__Exercise requirements__:
1) From the text on the controversy over FASA's Star Trek role-playing game, list every book or game product named by title. Leave out the TV series and the role-playing game itself.
2) Answer these from the text on the controversy over FASA's Star Trek role-playing game:
(a) In what year did Star Trek: The Next Generation begin to air?
(b) In what year did Paramount revoke FASA's license?
(c) Which two empires would the Federation attack pre-emptively in one scenario of the planned board game?
3) Carry the text on the controversy over FASA's Star Trek role-playing game forward from its last sentence.
───── Reading passage
Star Trek Role-playing Game (FASA) - Controversy

Controversy

FASA developed its game in the mid-1980s, when the only new on-screen Star Trek material was the second through fourth movies, and fans received new material in other forms eagerly. Paramount Pictures, the company with the right to grant licenses to produce Star Trek-related materials to other companies, gave its stamp of approval to many printed works, and there were no claims that these materials were or were not canon. They borrowed freely from each other - the game includes background from the 1980 book Star Trek Spaceflight Chronology, while the 1987 book Mr. Scott's Guide to the Enterprise includes elements from the FASA background - and fans believed that if Paramount's name was on something, it must be valid Star Trek. Many players therefore were dismayed when Star Trek: The Next Generation began to air in 1987 with what they saw as "changes" to a pre-established universe.

Paramount revoked FASA's license to publish the official role-playing game in 1989. The decision was sudden, and according to FASA staff, motivated by two factors.

First, Star Trek: The Next Generation was growing increasingly popular and Paramount wished to exert greater control over its property and derivative works. FASA had, by 1989, published two works set in the TNG era, The Next Generation Officer's Manual in 1988 and The Next Generation First Year Sourcebook in 1989. These works contained many extrapolations based on material in the new series and were already beginning to conflict with what was depicted on screen.

Second, Paramount was concerned by the amount of violence depicted in FASA's game. They mistakenly thought that most players took on the roles of characters from the TV series, not their own new characters, and believed that violence-based solutions to problems should not be offered even as a sub-optimal way to solve problems in the game. At this time, FASA was scheduled to publish two products which conflicted with this view: a supplement detailing the "Star Fleet Marines" and other ground combat forces in the Star Trek universe, and a strategic-level board game, Operation: Armaggedon, which would include in its scenarios one where the Federation pre-emptively attacked the Klingon and Romulan empires. When Paramount learned of these prospective products their belief that FASA's notion of what Star Trek should be differed too greatly from their own became more established.
──────────
───── Data shown
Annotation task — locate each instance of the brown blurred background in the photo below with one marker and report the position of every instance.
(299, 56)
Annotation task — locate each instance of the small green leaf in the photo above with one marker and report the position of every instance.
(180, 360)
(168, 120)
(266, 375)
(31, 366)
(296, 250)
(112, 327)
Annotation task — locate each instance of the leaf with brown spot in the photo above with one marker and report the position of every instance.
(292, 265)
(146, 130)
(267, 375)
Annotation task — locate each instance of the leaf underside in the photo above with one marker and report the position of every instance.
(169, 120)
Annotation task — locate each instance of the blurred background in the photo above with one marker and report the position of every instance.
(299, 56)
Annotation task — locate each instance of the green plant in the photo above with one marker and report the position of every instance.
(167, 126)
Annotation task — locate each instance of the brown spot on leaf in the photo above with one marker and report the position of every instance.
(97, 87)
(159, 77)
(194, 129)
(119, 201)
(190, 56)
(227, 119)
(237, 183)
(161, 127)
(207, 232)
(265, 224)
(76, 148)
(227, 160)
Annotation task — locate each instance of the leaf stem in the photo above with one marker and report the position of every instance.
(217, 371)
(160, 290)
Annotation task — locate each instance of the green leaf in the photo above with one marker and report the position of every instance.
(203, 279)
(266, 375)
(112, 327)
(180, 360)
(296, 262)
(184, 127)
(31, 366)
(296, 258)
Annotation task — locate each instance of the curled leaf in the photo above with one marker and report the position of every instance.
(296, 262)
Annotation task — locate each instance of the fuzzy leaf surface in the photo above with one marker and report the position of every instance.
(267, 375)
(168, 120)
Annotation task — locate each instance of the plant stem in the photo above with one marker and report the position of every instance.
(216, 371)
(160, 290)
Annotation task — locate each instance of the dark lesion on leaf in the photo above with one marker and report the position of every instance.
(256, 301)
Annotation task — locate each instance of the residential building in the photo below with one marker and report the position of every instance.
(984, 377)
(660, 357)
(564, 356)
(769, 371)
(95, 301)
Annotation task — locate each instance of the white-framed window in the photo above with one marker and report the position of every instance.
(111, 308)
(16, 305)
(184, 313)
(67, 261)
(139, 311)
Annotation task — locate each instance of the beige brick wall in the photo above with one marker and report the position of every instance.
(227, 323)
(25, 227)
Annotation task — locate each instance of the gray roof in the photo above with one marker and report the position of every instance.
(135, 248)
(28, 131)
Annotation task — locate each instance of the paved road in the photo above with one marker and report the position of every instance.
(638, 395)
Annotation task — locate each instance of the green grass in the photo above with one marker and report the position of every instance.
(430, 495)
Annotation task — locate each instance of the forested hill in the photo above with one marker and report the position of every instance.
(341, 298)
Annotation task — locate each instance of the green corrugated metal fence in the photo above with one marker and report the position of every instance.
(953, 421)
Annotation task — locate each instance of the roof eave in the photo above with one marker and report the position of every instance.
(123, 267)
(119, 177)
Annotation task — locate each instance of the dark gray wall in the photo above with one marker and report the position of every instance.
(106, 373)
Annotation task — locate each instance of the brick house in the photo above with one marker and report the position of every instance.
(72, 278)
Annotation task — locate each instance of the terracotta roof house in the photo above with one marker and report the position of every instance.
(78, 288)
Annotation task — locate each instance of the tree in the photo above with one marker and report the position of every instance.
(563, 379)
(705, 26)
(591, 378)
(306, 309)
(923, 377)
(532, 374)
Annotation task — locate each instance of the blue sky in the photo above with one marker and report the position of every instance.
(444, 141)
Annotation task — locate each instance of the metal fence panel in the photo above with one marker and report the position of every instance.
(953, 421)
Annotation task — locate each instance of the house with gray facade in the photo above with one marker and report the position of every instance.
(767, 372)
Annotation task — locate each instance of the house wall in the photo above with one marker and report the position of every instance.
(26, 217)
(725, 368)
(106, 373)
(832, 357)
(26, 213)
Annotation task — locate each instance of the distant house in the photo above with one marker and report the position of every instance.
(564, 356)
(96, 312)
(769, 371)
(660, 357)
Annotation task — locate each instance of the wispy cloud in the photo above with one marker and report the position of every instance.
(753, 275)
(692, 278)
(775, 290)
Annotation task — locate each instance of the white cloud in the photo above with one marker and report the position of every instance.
──────────
__Your responses__:
1)
Star Trek Spaceflight Chronology
Mr. Scott's Guide to the Enterprise
The Next Generation Officer's Manual
The Next Generation First Year Sourcebook
Operation: Armaggedon

2)
(a) 1987
(b) 1989
(c) The Klingon and Romulan empires

3)
Many players blamed the studio for its abrupt dissolution of FASA's licence as well as Star Trek creator Gene Roddenberry for retconning of what had been seen as established Star Trek lore. They sent letters of protest to the studio, and to contemporary science-fiction magazines such as Starlog and GDW's Challenge magazine, in vain.

Given the avalanche of canon material which has come since the mid-1980s - the television series Star Trek: The Next Generation, Star Trek: Deep Space Nine, Star Trek: Voyager and Enterprise, several subsequent theatrical films and a library of novelisations - FASA's interpretation of Star Trek has largely been forgotten except by a handful of die-hard fans.

The rise of the Internet, in particular, has given voice again to fans of the FASA version of the Klingons and Klingonaase, enthusiasm for the komerex zha and Klingon nomenclature (epetai, sutai) — a Klingon worldview and Klingon honorifics respectively, both created by John M. Ford — and references to "human-fusion" and "Imperial" Klingons.